Text block:
Maddin's history with the festival goes all the way back to his debut feature Tales from the Gimli Hospital in 1989. He received SFIFF's Persistence of Vision Award in 2006 and who can forget the on-stage foley effects and live Joan Chen narration that accompanied 2007's presentation of Brand Upon the Brain? It's been announced that Maddin will indeed be here to present The Forbidden Room's sole SFIFF screening on April 25. If you've seen him before, you know he's an irresistible hoot. Maddin's expected appearance resolved my second biggest scheduling conundrum of SFIFF58—whether to see The Forbidden Room or the simultaneous Guillermo del Toro tribute at the Castro. Sorry, Guillermo. (My biggest scheduling conundrum? That would be the excruciating May 5 choice between Cibo Matto performing to Yoko's Fly at the Castro and the lone screening of Nuri Bilge Ceylan's Winter Sleep. The 2014 Palme d'or winner was unceremoniously slipped into SFIFF58's line-up just a few days ago and will make its Bay Area premiere the same day as the film's DVD and Blu-ray release.)

The data:
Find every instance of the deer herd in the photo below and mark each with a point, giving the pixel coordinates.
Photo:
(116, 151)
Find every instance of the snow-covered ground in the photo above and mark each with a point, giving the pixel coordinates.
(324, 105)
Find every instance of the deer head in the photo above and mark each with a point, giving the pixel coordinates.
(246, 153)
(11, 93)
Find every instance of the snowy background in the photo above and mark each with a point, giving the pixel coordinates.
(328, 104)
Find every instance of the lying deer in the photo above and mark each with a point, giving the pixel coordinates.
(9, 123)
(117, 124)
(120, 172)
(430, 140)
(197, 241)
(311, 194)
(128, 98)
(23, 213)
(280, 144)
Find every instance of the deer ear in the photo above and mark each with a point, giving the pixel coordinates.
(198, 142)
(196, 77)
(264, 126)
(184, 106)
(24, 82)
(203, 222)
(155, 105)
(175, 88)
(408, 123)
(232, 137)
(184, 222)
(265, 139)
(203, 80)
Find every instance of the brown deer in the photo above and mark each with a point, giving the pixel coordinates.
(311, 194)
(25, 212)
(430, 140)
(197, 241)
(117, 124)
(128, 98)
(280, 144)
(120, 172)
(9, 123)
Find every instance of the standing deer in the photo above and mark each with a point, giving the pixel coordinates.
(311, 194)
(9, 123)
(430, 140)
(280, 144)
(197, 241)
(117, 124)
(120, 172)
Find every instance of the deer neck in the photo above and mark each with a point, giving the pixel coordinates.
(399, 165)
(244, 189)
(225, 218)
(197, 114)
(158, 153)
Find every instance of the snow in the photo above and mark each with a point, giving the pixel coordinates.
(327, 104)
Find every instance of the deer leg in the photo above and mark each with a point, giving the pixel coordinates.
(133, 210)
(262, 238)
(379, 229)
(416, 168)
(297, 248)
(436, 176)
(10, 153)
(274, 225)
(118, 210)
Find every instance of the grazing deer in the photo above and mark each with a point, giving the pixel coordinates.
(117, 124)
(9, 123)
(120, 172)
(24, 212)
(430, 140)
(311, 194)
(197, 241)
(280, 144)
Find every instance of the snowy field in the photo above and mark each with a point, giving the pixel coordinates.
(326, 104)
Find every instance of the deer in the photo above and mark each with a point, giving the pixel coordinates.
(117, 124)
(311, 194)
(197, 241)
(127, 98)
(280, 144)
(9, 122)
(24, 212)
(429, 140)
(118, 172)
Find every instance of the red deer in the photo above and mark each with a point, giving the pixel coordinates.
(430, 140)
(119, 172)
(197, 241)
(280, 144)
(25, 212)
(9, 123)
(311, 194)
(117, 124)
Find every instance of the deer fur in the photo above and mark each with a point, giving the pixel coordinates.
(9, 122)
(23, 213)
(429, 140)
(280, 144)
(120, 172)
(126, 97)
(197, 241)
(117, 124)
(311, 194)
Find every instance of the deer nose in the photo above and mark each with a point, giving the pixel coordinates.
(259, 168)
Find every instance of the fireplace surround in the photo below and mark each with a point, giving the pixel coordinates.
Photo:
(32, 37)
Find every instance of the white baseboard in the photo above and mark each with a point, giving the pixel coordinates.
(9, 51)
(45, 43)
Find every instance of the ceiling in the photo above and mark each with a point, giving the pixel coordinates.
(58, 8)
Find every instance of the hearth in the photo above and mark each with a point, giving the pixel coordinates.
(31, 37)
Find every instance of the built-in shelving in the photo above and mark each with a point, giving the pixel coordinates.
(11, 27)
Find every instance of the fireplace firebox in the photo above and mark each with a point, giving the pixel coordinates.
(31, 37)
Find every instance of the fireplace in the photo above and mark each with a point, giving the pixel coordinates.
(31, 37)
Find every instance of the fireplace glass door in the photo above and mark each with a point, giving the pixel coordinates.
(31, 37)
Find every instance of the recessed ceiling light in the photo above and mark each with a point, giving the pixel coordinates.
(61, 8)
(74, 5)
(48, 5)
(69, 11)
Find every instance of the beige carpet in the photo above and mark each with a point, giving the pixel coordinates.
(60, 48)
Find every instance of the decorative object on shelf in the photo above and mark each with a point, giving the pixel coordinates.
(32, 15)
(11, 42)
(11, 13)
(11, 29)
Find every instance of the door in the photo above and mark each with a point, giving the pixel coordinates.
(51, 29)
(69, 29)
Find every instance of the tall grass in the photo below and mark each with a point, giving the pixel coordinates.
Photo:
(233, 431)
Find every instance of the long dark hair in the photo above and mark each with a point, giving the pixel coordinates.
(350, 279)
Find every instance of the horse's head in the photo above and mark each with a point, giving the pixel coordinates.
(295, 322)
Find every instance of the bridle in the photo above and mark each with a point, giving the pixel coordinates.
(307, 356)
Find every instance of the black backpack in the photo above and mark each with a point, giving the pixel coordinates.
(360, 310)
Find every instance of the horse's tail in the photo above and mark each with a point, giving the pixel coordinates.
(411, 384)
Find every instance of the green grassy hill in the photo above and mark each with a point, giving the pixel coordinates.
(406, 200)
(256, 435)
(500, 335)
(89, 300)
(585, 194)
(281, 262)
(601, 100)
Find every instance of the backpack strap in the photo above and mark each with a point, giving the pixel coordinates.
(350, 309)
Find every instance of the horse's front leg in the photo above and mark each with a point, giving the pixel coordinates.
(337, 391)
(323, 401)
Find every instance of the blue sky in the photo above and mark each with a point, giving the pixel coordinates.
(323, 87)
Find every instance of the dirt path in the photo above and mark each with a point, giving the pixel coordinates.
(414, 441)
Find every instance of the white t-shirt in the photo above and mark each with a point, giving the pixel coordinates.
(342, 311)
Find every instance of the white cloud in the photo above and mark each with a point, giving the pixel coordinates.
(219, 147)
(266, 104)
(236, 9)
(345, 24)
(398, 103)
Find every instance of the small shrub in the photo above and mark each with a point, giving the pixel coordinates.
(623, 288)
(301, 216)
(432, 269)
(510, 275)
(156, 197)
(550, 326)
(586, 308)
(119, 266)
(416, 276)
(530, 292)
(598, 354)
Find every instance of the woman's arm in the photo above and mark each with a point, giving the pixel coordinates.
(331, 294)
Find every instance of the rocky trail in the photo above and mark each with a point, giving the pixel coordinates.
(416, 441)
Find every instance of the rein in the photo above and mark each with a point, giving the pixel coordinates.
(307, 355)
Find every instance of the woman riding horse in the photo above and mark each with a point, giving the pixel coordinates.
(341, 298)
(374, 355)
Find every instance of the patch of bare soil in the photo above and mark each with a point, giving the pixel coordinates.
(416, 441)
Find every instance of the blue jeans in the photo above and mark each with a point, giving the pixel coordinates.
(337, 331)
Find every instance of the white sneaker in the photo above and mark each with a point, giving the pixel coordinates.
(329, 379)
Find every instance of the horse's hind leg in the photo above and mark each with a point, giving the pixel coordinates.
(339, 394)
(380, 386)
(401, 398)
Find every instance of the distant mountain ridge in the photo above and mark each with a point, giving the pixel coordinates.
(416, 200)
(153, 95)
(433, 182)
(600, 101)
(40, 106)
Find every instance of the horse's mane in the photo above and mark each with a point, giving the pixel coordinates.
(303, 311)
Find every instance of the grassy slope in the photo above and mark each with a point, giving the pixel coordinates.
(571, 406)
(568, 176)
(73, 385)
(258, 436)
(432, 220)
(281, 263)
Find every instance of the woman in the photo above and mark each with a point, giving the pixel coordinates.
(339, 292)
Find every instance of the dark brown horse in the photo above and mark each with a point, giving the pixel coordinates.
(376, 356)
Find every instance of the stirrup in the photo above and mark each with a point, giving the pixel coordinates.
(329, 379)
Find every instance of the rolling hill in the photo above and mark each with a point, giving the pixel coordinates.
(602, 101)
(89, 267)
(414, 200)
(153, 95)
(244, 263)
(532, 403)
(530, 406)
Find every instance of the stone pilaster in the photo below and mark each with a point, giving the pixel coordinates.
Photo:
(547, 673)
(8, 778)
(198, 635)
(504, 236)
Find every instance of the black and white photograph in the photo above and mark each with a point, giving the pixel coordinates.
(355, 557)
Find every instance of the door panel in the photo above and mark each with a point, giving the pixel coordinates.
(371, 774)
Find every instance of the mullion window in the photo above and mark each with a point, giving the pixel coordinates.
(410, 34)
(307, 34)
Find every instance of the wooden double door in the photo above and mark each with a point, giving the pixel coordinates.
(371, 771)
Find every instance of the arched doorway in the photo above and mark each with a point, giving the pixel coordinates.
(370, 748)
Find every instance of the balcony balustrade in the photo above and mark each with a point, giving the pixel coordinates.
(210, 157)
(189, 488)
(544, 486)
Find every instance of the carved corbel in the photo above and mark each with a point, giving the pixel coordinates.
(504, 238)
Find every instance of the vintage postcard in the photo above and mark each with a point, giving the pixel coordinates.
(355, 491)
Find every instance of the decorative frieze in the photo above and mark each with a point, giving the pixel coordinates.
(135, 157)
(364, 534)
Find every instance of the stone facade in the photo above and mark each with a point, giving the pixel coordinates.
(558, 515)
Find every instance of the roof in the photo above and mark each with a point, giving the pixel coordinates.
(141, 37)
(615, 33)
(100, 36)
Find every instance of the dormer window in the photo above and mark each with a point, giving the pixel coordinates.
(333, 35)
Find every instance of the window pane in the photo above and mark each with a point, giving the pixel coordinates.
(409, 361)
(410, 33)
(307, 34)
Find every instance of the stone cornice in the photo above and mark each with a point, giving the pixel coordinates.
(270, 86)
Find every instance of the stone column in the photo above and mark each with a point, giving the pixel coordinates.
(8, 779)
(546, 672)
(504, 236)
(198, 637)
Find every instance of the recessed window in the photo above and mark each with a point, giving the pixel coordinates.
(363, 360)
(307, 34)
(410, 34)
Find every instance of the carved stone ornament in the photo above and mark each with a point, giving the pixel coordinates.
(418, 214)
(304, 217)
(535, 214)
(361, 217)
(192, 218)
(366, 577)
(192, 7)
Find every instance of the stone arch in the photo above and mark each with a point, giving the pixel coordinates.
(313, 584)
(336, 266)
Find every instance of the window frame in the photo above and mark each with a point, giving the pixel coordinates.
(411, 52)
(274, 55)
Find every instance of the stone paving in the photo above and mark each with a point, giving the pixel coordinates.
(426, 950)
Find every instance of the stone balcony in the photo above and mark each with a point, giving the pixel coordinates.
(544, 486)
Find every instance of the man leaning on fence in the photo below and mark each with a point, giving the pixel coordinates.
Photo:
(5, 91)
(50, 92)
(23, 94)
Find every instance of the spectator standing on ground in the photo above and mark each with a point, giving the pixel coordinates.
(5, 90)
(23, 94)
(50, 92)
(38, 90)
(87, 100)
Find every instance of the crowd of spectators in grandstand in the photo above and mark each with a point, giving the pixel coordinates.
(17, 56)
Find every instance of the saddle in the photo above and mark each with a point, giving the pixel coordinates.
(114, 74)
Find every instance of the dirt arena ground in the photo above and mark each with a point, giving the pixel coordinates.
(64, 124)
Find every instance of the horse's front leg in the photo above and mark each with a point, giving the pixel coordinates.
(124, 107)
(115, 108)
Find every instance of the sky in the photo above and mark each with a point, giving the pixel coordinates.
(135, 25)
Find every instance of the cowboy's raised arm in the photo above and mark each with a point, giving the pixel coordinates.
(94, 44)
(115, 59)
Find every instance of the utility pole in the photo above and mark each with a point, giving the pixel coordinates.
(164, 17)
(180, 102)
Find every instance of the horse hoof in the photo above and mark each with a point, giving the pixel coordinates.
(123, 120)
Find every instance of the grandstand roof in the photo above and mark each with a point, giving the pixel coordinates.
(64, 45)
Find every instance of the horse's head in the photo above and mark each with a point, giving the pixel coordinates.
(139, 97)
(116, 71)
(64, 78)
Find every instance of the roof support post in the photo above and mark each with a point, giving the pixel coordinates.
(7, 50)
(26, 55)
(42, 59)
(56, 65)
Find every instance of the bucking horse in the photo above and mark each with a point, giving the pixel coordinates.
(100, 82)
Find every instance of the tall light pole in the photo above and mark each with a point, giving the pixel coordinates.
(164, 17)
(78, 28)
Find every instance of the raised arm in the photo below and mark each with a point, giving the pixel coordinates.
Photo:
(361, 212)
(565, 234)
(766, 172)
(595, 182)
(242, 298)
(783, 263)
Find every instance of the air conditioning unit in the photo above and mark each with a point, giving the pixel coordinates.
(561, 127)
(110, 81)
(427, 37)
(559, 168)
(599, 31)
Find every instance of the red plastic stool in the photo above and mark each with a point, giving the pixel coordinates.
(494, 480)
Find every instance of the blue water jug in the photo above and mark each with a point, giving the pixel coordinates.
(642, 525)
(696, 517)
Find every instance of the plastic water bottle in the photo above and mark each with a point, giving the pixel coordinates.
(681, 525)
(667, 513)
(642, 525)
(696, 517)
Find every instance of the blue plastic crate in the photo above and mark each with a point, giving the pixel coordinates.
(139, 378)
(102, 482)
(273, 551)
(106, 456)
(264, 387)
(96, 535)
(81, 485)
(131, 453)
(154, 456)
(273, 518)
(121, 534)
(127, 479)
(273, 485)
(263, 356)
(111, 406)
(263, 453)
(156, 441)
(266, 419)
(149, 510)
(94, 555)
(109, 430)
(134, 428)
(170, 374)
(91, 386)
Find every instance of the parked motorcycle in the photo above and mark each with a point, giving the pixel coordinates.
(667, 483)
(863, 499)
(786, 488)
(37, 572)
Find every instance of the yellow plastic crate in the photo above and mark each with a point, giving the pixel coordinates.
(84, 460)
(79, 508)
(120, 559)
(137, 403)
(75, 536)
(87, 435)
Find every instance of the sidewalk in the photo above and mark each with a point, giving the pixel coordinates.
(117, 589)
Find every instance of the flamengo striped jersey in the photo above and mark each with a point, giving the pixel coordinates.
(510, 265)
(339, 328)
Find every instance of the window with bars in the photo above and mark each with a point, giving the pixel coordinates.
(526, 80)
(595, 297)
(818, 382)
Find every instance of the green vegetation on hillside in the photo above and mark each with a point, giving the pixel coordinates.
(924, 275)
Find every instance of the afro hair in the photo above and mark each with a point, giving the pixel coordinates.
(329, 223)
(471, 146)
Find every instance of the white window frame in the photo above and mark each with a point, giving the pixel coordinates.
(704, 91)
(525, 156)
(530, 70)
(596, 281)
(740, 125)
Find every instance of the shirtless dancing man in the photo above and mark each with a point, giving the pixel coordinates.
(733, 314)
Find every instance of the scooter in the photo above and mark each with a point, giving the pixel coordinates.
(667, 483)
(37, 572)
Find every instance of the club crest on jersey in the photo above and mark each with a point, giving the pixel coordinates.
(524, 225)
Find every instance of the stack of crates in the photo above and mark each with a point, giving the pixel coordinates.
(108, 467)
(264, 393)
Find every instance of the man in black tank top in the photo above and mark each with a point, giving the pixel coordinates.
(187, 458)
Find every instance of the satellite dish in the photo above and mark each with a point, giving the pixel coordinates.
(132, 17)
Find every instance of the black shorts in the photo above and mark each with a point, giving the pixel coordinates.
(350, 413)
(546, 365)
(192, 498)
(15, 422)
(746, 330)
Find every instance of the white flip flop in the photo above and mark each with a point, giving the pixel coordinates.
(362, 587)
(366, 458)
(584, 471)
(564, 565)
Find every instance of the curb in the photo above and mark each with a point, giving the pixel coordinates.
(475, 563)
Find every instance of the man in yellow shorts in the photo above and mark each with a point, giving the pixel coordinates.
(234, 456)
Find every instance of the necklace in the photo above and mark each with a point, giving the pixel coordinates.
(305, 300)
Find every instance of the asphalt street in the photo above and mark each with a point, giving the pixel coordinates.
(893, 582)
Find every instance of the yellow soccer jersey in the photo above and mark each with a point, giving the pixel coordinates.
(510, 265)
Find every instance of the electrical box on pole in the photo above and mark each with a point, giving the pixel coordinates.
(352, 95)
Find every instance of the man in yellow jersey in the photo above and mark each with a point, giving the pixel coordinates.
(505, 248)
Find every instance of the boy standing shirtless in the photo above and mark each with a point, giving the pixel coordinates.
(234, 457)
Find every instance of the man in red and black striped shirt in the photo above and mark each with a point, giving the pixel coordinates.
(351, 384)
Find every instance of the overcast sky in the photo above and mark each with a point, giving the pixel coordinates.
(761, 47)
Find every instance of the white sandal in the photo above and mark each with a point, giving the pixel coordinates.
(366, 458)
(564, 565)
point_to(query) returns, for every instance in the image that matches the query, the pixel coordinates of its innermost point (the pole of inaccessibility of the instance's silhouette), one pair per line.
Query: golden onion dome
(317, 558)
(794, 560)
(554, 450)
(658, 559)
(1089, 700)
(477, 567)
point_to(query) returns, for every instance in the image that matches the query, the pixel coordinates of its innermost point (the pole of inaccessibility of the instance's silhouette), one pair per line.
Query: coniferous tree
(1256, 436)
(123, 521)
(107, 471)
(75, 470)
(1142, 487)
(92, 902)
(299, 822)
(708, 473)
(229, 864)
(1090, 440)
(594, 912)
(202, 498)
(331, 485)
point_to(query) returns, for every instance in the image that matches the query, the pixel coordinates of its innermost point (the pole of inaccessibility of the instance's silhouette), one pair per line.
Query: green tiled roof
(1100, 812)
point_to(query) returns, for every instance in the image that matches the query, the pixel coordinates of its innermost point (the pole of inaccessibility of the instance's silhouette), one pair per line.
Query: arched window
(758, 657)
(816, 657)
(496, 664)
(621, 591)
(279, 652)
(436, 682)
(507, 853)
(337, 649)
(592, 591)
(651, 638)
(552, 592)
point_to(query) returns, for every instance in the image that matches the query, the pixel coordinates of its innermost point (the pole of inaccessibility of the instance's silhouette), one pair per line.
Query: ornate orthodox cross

To do:
**a.** According to the text about Maddin and SFIFF, in what year did Maddin receive the festival's Persistence of Vision Award?
**b.** Continue the text about Maddin and SFIFF58 from its final sentence.
The material is not needed for what follows.

Answers provided:
**a.** He received it in 2006.

**b.**
Looking southward, 2014 was somewhat of an off year for Latin American cinema. Few films from the region received much critical attention on the fest circuit and the handful of breakouts, like The Way He Looks and Futuro Beach, have already seen their Bay Area festival and theatrical releases come and go. Happily, the one Latin American film appearing on my SFIFF58 wish list did manage to make it onto the roster. With Lisandro Alonso's Jauja, South America's most noted minimalist returns with his first film in six years. Premiering in Cannes' Un Certain Regard sidebar to excellent reviews, this trippy, meta-Western is set in a Patagonian outpost with Viggo Mortensen as its unlikely star. The actor also produced and co-composed the score. A second Argentine film I'm hoping to see is Two Shots Fired, an existential comedy repping the first new feature in 10 years from New Argentine Cinema director Martín Rejtman. As he did in 1999 with Silvia Prieto and again in 2004 with Magic Gloves, Rejtman will be personally accompany his latest work to the SFIFF.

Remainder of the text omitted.